> **Work to do**
Locate each line in the items below that contains the string “curly” and copy those lines verbatim. Matching is case-sensitive.

■ ■ ■ ■

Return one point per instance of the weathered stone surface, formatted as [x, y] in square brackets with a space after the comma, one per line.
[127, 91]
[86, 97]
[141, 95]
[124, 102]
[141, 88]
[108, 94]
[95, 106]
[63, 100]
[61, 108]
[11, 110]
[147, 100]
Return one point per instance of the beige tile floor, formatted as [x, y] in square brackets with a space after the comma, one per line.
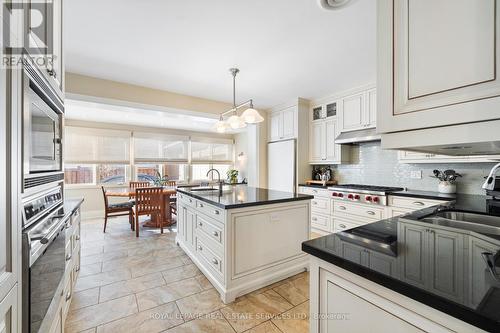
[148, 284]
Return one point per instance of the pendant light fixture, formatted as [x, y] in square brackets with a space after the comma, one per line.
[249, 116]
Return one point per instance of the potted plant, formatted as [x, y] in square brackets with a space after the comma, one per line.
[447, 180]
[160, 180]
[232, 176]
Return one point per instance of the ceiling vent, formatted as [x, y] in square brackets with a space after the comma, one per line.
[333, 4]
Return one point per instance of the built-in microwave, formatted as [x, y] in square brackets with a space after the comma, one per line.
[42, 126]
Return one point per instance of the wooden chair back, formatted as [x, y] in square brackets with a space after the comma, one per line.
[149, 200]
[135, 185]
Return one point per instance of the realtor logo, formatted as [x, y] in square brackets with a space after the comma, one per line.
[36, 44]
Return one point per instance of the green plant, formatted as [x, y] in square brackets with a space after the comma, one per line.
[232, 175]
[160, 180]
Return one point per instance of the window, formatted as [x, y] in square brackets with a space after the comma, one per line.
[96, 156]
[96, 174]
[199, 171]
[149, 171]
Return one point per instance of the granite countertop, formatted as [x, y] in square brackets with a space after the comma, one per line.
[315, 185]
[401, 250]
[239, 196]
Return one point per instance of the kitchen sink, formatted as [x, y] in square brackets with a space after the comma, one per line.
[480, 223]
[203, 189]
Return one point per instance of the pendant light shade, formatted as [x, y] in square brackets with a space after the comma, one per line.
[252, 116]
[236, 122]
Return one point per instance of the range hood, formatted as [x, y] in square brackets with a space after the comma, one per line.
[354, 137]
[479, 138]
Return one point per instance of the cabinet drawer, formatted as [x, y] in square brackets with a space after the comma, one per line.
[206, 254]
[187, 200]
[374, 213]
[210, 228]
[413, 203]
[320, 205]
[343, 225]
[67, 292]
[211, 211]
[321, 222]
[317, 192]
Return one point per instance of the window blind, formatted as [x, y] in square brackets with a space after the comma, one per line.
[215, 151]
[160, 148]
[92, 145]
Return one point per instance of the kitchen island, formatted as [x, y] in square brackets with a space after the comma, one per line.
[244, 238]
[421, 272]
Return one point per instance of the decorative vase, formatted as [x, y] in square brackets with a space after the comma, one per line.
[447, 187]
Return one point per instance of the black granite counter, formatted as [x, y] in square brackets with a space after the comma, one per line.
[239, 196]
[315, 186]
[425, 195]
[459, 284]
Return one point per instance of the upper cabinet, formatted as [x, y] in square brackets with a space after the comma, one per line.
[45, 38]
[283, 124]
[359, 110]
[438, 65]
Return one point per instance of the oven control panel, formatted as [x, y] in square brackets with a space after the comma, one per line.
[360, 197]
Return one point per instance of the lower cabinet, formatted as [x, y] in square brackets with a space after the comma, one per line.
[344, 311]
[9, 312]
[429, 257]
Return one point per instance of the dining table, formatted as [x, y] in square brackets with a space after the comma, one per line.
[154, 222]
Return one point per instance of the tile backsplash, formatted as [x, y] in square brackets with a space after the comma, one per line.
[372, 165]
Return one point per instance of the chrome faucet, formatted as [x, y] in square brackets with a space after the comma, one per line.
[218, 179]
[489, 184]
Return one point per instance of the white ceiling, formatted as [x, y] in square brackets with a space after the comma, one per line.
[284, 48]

■ ■ ■ ■

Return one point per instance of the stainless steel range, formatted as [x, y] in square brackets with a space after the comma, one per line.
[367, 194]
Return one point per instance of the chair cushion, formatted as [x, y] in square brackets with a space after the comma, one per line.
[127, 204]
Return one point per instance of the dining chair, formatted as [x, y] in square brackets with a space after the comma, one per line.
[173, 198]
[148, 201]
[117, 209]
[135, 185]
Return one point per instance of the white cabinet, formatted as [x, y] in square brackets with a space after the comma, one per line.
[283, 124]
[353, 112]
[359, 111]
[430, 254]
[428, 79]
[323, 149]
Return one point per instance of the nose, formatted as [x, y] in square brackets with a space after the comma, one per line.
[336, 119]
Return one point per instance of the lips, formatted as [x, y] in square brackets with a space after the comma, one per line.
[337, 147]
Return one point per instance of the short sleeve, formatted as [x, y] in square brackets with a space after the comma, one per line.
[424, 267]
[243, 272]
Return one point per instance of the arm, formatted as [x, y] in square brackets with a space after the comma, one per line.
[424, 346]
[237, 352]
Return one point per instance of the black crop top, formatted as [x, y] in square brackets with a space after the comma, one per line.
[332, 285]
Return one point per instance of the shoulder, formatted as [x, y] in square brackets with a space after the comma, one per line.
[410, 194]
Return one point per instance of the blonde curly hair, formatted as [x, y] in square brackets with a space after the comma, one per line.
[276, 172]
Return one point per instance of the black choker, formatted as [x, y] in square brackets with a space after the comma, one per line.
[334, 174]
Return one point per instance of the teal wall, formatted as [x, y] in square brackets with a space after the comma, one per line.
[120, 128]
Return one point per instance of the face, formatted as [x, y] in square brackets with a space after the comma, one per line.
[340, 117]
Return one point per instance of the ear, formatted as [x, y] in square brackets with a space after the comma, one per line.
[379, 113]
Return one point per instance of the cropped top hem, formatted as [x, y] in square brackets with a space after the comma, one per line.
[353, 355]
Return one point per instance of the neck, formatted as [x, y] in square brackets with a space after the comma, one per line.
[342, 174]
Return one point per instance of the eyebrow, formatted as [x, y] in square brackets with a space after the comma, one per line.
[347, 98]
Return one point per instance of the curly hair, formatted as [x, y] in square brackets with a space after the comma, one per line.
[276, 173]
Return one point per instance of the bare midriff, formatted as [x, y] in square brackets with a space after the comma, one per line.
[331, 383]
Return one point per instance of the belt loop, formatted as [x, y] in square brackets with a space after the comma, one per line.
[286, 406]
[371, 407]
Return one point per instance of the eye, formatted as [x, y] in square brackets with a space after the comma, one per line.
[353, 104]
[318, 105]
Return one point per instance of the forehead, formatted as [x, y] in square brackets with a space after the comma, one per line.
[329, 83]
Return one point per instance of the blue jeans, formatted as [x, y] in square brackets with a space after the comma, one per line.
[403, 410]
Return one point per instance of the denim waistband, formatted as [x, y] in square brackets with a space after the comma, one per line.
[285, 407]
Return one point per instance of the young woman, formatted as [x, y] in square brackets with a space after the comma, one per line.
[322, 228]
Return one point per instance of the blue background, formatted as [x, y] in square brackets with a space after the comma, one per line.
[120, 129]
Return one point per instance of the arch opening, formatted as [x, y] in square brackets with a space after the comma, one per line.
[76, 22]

■ ■ ■ ■

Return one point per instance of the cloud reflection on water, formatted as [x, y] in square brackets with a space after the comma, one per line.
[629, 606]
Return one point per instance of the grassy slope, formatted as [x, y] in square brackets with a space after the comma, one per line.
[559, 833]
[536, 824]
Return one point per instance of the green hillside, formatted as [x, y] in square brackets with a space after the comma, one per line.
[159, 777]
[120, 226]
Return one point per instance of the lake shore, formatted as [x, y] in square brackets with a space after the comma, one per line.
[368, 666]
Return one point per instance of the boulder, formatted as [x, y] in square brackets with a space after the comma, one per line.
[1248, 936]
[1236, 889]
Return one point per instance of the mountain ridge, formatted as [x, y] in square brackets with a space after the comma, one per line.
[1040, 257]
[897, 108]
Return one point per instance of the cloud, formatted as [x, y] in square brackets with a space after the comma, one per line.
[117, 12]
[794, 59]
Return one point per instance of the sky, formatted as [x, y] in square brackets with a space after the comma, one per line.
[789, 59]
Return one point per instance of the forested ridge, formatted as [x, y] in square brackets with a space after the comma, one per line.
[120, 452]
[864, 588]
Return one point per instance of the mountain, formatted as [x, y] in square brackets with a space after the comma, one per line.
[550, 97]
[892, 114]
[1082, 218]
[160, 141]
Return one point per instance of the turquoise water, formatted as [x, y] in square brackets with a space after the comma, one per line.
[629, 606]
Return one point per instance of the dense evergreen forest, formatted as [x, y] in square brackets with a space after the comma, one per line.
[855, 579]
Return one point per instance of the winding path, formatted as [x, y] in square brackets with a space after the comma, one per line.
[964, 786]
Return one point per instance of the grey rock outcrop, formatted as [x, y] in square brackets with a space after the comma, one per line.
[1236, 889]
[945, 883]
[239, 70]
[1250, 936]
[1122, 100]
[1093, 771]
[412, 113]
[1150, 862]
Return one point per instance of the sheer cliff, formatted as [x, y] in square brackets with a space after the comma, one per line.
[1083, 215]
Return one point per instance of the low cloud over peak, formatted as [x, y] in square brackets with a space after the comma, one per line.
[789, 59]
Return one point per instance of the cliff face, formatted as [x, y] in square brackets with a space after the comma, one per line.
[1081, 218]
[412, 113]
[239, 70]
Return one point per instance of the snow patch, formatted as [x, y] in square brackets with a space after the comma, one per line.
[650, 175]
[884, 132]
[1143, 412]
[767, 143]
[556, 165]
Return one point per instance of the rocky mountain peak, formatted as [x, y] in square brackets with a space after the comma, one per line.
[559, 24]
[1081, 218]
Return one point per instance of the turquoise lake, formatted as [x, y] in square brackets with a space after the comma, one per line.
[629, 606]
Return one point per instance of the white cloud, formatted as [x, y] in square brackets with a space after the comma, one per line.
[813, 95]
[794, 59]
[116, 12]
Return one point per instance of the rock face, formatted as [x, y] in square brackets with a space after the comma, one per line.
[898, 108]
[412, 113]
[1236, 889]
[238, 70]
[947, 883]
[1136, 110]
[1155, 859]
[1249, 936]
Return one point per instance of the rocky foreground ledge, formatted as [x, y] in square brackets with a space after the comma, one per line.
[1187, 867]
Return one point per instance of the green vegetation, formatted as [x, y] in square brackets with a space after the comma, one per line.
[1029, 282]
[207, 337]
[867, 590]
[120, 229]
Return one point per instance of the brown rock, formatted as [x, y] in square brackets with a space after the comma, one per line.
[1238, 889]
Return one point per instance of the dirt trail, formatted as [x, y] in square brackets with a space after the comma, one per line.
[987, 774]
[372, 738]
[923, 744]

■ ■ ■ ■

> **Output of the exercise**
Return one point per instance of the blonde curly hair, formatted as [x, y] in square brackets with a space after the comma, one per line.
Return one point per instance of the curly hair, formatted as [x, y] in square brackets with a space after the comma, one per line.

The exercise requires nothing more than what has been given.